Work to be completed:
Only the lines from the one containing "Your task: scan for steel" through the end of the data are wanted, reproduced exactly and without pictures.

[Stored data entries]
▶

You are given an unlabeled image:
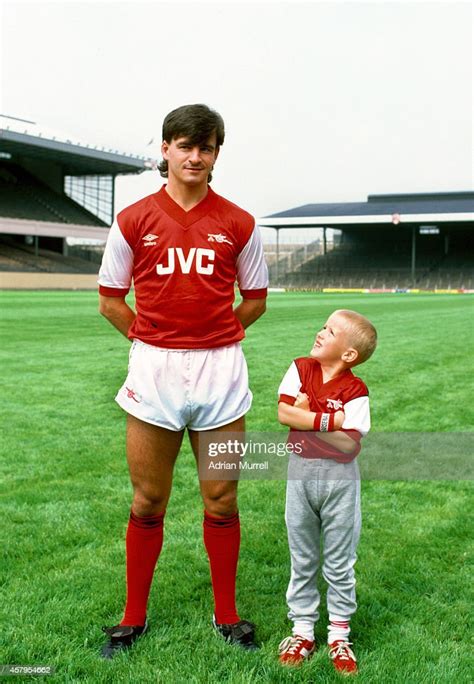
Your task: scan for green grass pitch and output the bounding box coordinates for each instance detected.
[0,291,472,683]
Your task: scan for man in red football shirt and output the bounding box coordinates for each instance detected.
[98,104,268,657]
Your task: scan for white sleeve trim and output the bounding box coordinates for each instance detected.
[98,219,134,289]
[278,362,302,399]
[342,396,371,436]
[236,225,269,291]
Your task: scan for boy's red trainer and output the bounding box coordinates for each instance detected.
[328,640,358,675]
[278,635,316,666]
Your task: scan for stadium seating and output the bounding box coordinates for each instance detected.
[271,238,474,290]
[0,164,106,226]
[0,237,99,274]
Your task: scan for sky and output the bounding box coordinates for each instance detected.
[1,0,472,243]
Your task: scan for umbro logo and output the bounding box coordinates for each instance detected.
[143,233,159,246]
[208,233,233,246]
[327,398,343,410]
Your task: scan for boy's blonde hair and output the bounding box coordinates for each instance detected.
[335,309,377,364]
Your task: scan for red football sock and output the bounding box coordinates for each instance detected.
[120,510,164,626]
[203,510,241,625]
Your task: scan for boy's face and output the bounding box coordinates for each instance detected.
[161,132,219,187]
[310,312,356,364]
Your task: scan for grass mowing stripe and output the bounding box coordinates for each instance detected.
[1,291,472,682]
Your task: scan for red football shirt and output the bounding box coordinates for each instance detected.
[278,357,370,462]
[98,185,268,349]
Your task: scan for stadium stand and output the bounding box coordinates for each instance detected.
[260,192,474,290]
[0,115,155,285]
[0,235,99,274]
[0,163,106,226]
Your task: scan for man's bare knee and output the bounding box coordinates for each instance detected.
[132,488,168,517]
[203,487,238,517]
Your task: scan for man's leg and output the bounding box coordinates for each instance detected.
[189,416,242,624]
[101,415,184,658]
[121,415,184,626]
[188,416,257,649]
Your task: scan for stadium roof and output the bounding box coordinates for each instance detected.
[258,192,474,228]
[0,114,157,176]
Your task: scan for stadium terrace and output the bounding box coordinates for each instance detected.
[0,114,156,289]
[258,191,474,292]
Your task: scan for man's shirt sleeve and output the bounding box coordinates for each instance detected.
[236,225,268,299]
[278,361,302,405]
[98,219,134,296]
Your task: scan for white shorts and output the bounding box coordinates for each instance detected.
[115,339,252,431]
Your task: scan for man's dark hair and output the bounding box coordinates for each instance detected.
[158,103,225,182]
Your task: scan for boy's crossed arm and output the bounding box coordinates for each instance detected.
[278,393,357,455]
[278,392,345,430]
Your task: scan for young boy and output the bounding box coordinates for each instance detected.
[277,309,377,675]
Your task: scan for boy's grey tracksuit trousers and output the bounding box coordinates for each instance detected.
[285,453,361,638]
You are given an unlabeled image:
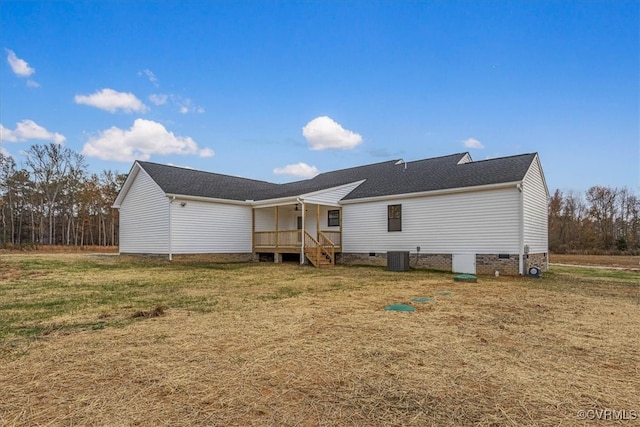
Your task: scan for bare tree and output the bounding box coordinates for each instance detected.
[25,143,87,245]
[586,186,619,250]
[0,153,16,244]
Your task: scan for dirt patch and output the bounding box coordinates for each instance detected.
[131,305,166,319]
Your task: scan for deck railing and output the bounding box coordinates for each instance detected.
[254,230,341,248]
[319,230,341,248]
[254,230,302,248]
[317,231,335,265]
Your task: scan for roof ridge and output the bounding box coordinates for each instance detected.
[405,152,468,163]
[459,152,537,165]
[313,158,400,176]
[137,160,276,185]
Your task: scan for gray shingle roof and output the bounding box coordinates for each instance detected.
[136,152,538,202]
[137,161,280,201]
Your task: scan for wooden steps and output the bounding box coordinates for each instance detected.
[304,231,336,268]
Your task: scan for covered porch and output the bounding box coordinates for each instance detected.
[252,200,342,267]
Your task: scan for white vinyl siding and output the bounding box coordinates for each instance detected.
[254,204,335,234]
[170,200,252,253]
[254,207,276,232]
[119,168,169,254]
[523,156,549,253]
[254,206,304,231]
[342,187,521,254]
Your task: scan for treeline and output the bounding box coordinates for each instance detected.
[549,186,640,254]
[0,143,125,248]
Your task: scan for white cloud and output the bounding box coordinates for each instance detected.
[147,93,204,114]
[26,79,40,88]
[149,94,168,106]
[463,138,484,149]
[139,69,159,86]
[74,88,148,113]
[0,120,66,144]
[302,116,363,150]
[273,162,319,178]
[199,148,215,157]
[174,96,204,114]
[81,118,213,162]
[6,49,35,77]
[0,146,11,158]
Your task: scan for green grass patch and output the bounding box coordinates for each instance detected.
[550,265,640,283]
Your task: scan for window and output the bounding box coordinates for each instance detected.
[327,209,340,227]
[388,204,402,232]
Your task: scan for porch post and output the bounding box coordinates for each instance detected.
[316,204,320,238]
[275,206,279,250]
[300,201,305,264]
[339,207,343,247]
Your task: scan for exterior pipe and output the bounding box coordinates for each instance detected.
[168,196,175,261]
[517,183,524,274]
[297,197,305,264]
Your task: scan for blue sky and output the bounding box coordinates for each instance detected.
[1,1,638,193]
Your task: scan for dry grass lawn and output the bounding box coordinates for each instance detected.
[0,254,638,426]
[550,253,640,269]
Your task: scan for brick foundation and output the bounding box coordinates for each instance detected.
[340,252,452,272]
[525,252,548,272]
[413,254,452,271]
[475,254,520,275]
[171,253,254,263]
[341,252,542,276]
[340,252,388,267]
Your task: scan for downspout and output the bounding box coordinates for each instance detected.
[517,183,524,274]
[297,197,305,264]
[168,196,175,261]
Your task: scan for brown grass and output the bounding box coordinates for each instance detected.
[0,244,118,253]
[550,253,640,269]
[0,254,638,426]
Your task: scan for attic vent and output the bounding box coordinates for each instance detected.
[457,153,472,164]
[395,159,407,170]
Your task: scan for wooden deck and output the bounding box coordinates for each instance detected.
[253,230,341,254]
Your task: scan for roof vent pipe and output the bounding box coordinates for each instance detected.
[395,159,407,169]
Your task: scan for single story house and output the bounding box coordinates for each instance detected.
[112,152,549,274]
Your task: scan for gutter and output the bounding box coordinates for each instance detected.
[165,193,250,206]
[297,197,305,265]
[168,196,175,261]
[517,182,524,274]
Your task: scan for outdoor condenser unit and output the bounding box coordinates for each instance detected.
[387,251,410,271]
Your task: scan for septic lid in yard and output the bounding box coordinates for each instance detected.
[411,297,434,303]
[454,274,477,283]
[384,304,416,312]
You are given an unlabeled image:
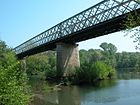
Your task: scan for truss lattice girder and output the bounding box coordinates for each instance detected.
[14,0,140,55]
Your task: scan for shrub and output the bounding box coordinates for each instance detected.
[74,61,116,84]
[0,63,31,105]
[75,64,91,83]
[26,52,57,80]
[0,40,31,105]
[90,61,116,80]
[26,54,48,76]
[45,66,57,79]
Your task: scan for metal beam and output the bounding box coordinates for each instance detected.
[13,0,140,57]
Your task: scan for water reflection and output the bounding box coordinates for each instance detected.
[45,80,117,105]
[30,77,140,105]
[118,72,140,79]
[94,80,117,89]
[46,86,81,105]
[79,80,119,104]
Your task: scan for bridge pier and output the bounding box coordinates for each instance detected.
[56,43,80,78]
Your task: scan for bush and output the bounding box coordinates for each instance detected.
[0,40,31,105]
[75,63,93,83]
[90,61,116,80]
[0,63,31,105]
[74,61,116,84]
[26,53,57,79]
[26,54,48,76]
[45,65,57,79]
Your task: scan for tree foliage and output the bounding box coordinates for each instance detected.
[116,52,140,72]
[0,40,31,105]
[75,61,116,84]
[26,51,57,79]
[124,4,140,49]
[100,42,117,67]
[26,54,49,75]
[91,61,116,80]
[79,42,140,73]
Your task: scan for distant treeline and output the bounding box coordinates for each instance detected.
[79,43,140,73]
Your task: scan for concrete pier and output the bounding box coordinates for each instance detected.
[56,43,80,77]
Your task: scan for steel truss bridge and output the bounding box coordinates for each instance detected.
[14,0,140,59]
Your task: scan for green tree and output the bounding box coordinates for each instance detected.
[75,62,92,83]
[124,1,140,49]
[26,52,57,79]
[100,42,108,52]
[79,49,89,64]
[26,54,49,76]
[74,61,116,84]
[116,52,140,72]
[88,49,103,63]
[0,40,31,105]
[100,42,117,55]
[100,42,117,67]
[90,61,116,80]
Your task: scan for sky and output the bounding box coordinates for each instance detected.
[0,0,139,52]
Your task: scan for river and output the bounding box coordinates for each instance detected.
[30,76,140,105]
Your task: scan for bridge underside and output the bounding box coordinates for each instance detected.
[16,8,140,59]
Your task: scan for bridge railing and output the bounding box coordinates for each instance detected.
[14,0,140,54]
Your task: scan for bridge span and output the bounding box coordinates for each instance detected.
[14,0,140,77]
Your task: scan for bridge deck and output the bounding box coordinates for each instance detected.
[14,0,140,59]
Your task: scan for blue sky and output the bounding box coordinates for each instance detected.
[0,0,139,52]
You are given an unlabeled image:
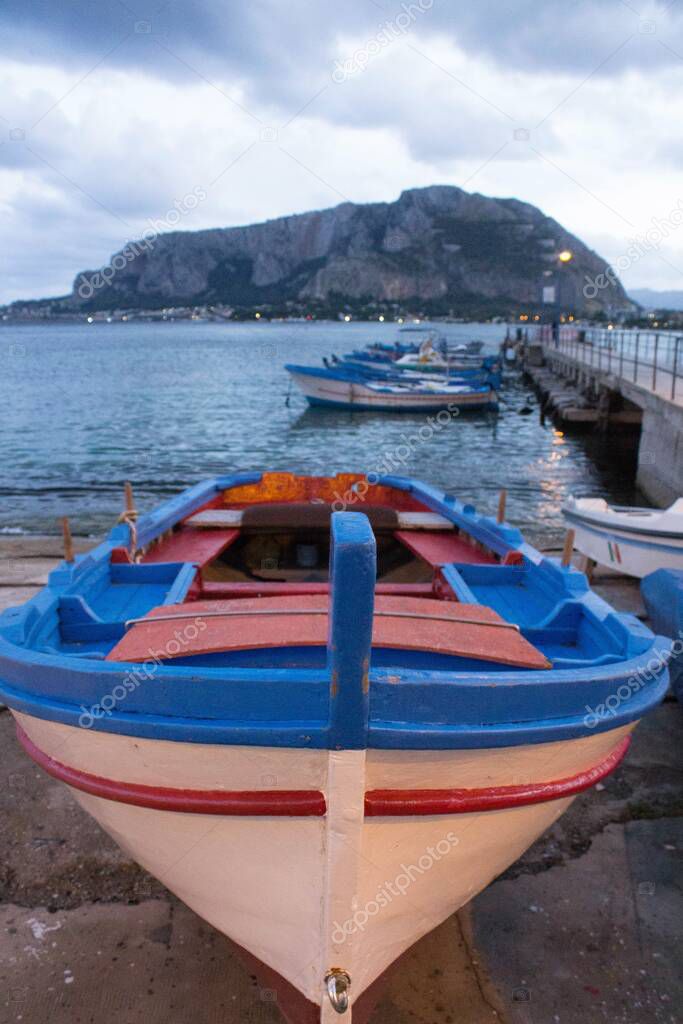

◀

Answer for the task:
Your task: scan for steel truss bridge and output the bounding box coordinates for each instance detected.
[14,0,140,59]
Your task: scan for green tree and output the bounding box coordinates for each instance detected.
[75,62,92,83]
[124,1,140,49]
[26,52,57,79]
[100,42,108,52]
[79,49,89,64]
[26,54,49,76]
[74,61,116,84]
[116,52,140,72]
[88,49,103,63]
[0,40,31,105]
[100,42,117,55]
[100,42,117,67]
[90,61,116,80]
Your task: scan for sky and output the bounding box coordinates for each instance detected.
[0,0,139,52]
Your task: scan for river and output the bounding box coordinates for each instance detected.
[30,76,140,105]
Your task: scan for bridge underside and output the bounding box coordinates for each instance detected.
[16,8,140,59]
Your task: scan for bridge railing and output the bounding box coordinates for each instance detected.
[14,0,140,54]
Your task: scan for bridge span and output the bounding box coordinates for each instance detected.
[14,0,140,77]
Your task: scan for bridge deck and output the bounding box coordinates for each instance detected.
[14,0,140,59]
Your task: scan for blue sky and output the bounding box coordinates for each instance detected.
[0,0,139,52]
You are given an unlabeled image:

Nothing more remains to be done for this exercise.